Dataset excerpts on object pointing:
** BEGIN **
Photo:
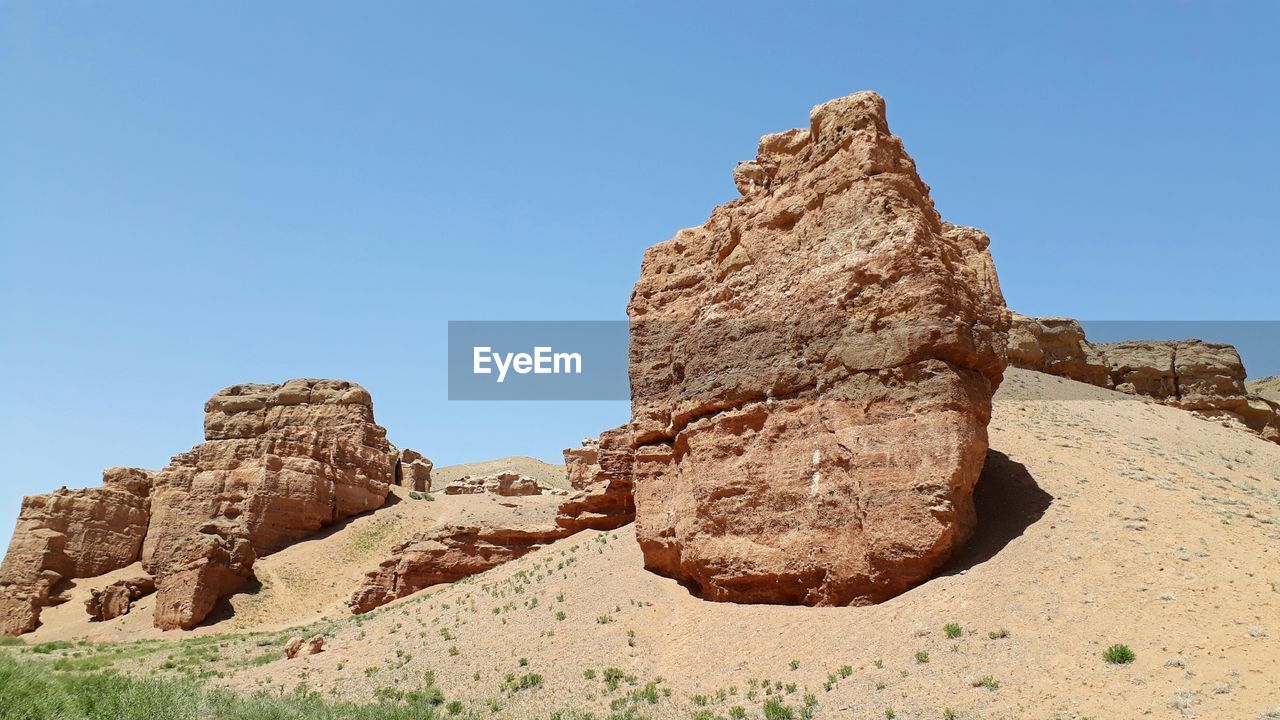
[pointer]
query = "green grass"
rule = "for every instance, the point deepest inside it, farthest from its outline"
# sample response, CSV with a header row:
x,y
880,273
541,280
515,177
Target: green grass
x,y
31,692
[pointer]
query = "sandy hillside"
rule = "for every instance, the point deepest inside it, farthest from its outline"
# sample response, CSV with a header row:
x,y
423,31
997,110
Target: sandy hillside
x,y
547,473
1102,519
1266,387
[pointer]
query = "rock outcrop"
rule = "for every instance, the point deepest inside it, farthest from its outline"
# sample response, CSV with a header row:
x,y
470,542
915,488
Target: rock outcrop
x,y
1056,346
507,484
447,554
279,463
117,598
298,647
1202,377
812,374
414,472
71,533
600,473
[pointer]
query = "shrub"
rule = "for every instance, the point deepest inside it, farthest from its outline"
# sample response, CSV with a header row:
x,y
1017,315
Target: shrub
x,y
776,710
986,682
1119,655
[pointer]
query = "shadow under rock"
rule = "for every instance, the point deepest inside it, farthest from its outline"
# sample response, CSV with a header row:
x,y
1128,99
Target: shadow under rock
x,y
1008,501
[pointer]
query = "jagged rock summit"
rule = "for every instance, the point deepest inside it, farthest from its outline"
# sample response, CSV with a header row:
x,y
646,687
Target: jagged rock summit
x,y
812,374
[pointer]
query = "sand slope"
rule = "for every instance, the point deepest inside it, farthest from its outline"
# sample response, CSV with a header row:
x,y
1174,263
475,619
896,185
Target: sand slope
x,y
1104,519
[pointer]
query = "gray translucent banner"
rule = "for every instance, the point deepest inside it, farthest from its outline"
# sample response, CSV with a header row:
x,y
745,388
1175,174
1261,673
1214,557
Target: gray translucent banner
x,y
538,360
588,359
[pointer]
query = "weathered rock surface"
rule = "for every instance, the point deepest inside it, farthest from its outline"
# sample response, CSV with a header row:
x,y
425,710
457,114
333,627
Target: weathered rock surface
x,y
600,473
279,463
1201,377
812,374
507,484
1056,346
117,598
298,647
414,472
446,554
71,533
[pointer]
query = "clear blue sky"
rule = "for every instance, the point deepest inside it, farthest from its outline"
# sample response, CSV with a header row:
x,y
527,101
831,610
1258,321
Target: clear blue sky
x,y
201,194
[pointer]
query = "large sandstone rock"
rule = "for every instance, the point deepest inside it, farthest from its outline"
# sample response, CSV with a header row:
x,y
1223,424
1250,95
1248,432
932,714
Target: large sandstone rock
x,y
71,533
279,463
1202,377
1056,346
812,374
600,473
507,484
414,472
446,554
118,597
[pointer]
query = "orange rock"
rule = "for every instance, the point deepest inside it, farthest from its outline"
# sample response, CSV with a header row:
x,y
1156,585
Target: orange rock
x,y
71,533
279,463
1201,377
600,475
812,374
414,472
447,554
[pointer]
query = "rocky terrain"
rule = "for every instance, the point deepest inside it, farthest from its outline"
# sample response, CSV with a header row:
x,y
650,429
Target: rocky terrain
x,y
1201,377
832,500
812,374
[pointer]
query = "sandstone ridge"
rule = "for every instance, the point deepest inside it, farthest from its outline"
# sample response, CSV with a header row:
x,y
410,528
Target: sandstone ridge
x,y
1202,377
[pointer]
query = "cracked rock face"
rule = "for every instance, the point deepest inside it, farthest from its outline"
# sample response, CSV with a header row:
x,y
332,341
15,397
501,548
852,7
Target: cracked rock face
x,y
71,533
1202,377
812,374
279,463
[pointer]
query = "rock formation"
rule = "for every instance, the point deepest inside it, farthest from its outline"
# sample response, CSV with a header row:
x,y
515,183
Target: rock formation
x,y
599,472
507,484
298,647
414,472
812,373
1201,377
447,554
71,533
279,463
1056,346
118,597
1266,388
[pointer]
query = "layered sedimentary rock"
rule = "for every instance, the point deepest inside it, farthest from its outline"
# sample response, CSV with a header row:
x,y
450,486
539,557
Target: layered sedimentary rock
x,y
1201,377
507,484
447,554
599,472
279,463
812,374
414,472
71,533
1056,346
117,598
298,647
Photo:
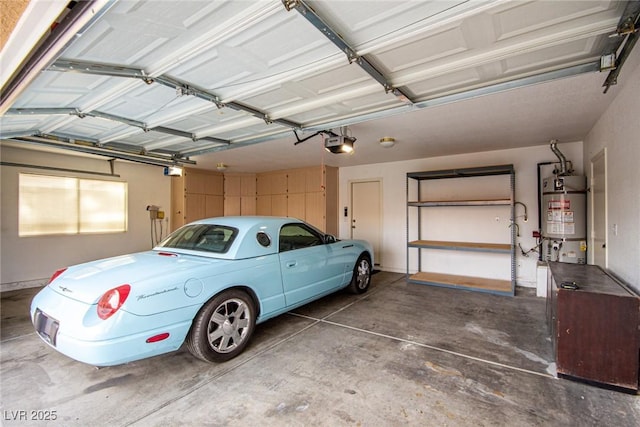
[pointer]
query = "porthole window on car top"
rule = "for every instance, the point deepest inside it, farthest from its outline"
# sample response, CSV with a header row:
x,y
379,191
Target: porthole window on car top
x,y
263,238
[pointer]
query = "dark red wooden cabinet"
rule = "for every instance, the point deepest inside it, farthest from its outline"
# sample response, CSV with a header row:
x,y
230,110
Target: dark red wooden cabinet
x,y
595,328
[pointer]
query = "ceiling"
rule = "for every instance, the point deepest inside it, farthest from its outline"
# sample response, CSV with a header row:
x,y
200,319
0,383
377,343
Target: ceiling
x,y
230,81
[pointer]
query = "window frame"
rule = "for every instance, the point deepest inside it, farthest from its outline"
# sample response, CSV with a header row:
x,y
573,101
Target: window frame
x,y
79,224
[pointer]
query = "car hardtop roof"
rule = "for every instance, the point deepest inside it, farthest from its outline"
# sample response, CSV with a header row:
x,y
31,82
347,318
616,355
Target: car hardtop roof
x,y
247,221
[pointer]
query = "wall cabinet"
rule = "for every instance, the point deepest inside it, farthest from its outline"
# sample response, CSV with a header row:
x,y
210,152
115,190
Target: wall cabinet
x,y
195,195
594,328
310,194
239,194
419,244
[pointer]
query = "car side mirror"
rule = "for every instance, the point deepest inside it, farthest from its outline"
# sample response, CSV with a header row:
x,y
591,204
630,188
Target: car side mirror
x,y
328,238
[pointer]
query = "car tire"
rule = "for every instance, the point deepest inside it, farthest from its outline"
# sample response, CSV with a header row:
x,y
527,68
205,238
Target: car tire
x,y
361,275
223,327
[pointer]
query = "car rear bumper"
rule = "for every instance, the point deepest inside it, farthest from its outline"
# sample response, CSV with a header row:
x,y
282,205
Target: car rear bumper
x,y
70,328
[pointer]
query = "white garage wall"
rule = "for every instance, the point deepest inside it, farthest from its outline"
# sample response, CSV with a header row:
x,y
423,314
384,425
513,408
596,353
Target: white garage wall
x,y
618,130
393,176
30,261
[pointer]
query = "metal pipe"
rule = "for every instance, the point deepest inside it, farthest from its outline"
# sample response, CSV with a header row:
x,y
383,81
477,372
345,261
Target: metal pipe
x,y
51,168
83,14
561,157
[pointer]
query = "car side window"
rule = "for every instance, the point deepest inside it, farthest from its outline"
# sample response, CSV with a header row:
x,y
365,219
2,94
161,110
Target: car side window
x,y
297,236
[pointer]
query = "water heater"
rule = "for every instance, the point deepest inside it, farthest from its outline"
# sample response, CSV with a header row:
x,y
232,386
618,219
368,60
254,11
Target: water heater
x,y
564,215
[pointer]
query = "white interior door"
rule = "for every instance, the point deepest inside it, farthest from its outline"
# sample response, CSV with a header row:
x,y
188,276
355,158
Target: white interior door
x,y
599,210
366,214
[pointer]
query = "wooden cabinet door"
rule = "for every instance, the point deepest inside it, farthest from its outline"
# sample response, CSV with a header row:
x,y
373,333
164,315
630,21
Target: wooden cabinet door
x,y
232,185
296,181
279,205
279,183
315,211
248,205
232,205
195,207
248,185
214,206
263,205
295,205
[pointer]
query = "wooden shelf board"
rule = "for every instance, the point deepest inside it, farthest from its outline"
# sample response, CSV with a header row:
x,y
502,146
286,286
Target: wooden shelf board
x,y
466,282
483,202
438,244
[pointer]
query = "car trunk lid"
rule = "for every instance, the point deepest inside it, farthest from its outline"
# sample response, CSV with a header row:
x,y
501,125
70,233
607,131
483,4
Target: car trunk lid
x,y
88,282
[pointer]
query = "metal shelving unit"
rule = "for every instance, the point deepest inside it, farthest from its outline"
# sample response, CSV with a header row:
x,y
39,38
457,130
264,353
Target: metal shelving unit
x,y
481,284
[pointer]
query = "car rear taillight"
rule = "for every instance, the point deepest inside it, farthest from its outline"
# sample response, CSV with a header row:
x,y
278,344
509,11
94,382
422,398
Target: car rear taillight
x,y
56,274
112,300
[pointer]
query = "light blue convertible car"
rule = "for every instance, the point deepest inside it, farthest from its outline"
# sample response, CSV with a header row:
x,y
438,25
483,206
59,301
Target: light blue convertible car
x,y
207,284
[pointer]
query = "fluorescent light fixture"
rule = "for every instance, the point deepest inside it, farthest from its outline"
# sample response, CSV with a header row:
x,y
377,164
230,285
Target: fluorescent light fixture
x,y
173,171
387,142
339,144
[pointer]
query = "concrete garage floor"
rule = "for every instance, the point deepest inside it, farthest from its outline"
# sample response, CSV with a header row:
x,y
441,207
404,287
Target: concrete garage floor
x,y
399,355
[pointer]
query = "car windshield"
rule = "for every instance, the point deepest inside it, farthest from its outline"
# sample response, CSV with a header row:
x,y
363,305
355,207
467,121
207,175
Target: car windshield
x,y
201,237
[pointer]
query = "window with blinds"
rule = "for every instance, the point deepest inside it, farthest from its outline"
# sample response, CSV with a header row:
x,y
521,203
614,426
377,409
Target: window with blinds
x,y
63,205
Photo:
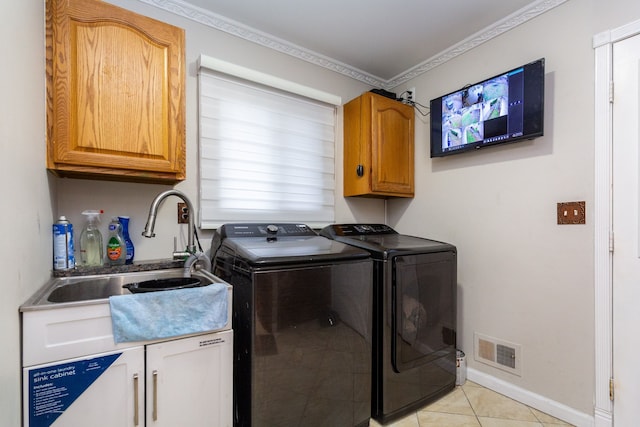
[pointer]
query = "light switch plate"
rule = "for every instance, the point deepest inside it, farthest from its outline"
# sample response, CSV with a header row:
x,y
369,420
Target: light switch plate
x,y
571,213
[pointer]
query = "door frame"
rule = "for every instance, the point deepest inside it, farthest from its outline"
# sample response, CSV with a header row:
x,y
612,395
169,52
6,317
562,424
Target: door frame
x,y
603,211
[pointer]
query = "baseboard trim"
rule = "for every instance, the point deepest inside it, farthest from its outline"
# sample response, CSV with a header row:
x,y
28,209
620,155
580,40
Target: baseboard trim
x,y
533,400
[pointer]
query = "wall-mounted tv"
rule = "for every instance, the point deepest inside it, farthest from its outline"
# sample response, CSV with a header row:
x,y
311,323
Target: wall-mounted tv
x,y
505,108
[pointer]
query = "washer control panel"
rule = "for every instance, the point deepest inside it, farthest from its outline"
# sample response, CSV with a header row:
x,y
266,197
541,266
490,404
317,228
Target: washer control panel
x,y
347,230
266,230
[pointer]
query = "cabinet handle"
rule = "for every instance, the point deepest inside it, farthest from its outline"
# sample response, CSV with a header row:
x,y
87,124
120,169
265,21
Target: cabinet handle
x,y
155,395
135,399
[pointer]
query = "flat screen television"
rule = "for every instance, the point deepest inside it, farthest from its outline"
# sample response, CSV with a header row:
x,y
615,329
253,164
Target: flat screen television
x,y
505,108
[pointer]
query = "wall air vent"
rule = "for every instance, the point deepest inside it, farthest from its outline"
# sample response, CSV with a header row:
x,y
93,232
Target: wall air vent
x,y
498,353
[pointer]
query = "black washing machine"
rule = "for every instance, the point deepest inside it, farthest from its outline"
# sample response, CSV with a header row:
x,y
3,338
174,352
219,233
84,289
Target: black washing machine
x,y
414,329
302,322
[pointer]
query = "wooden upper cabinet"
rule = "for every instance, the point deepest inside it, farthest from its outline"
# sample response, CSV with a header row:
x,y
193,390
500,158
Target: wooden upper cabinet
x,y
378,147
115,94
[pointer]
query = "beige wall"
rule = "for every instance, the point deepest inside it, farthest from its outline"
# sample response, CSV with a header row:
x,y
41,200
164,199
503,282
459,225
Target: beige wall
x,y
522,277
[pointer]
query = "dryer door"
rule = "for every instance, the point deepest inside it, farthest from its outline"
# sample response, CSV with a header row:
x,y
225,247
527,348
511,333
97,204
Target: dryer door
x,y
424,308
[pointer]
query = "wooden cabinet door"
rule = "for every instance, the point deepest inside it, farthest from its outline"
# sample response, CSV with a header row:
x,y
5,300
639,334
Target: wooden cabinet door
x,y
115,94
392,151
378,147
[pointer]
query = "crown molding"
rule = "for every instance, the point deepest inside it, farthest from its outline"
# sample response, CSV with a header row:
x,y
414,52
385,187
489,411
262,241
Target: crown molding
x,y
238,29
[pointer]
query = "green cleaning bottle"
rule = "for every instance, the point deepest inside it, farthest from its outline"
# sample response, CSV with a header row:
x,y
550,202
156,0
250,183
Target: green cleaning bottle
x,y
116,246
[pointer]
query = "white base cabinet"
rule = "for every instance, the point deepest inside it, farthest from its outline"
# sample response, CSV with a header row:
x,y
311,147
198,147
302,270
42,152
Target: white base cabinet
x,y
188,383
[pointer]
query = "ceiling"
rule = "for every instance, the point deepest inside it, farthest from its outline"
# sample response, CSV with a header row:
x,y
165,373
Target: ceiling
x,y
380,42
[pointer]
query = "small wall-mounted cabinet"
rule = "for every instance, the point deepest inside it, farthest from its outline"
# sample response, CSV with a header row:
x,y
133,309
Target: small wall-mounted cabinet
x,y
378,147
115,94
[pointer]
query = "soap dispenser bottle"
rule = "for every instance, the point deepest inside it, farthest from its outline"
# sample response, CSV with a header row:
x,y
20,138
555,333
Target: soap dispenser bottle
x,y
124,221
116,246
91,247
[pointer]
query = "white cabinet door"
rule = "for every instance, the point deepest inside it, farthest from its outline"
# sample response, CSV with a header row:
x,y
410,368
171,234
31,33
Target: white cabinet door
x,y
626,229
98,391
190,382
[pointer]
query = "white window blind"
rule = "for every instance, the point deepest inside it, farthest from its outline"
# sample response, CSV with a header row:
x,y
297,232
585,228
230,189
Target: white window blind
x,y
265,155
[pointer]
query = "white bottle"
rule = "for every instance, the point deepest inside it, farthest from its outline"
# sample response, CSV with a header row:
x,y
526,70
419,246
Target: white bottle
x,y
116,246
91,246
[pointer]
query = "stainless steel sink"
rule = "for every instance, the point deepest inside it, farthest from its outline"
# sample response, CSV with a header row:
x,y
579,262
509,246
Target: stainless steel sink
x,y
95,289
98,288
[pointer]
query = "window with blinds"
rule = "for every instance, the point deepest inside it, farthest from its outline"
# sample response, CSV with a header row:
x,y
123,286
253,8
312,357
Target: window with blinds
x,y
266,155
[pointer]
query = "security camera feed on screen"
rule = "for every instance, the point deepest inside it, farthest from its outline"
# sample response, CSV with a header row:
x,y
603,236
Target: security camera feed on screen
x,y
504,108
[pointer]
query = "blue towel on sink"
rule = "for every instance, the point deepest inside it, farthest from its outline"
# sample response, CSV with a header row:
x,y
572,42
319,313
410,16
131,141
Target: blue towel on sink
x,y
164,314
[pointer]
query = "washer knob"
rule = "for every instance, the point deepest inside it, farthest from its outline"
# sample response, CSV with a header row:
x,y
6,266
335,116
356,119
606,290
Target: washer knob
x,y
272,230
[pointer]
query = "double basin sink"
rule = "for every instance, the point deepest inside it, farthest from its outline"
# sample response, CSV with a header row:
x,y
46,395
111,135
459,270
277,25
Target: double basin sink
x,y
79,290
69,317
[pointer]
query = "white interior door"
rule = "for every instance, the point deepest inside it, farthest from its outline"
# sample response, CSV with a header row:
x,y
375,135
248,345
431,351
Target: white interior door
x,y
626,255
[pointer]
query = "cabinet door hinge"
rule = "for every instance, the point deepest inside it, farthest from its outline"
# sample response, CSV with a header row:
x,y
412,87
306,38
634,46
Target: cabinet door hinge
x,y
611,92
611,242
611,389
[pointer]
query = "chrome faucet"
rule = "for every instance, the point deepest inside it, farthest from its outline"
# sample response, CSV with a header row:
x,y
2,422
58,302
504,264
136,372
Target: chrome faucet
x,y
151,221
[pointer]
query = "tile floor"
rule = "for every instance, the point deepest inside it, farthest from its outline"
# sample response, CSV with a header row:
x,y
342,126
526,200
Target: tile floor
** END **
Required work »
Please tally the lines in the listing above that contain the word "feed", and give only the number.

Exercise solution »
2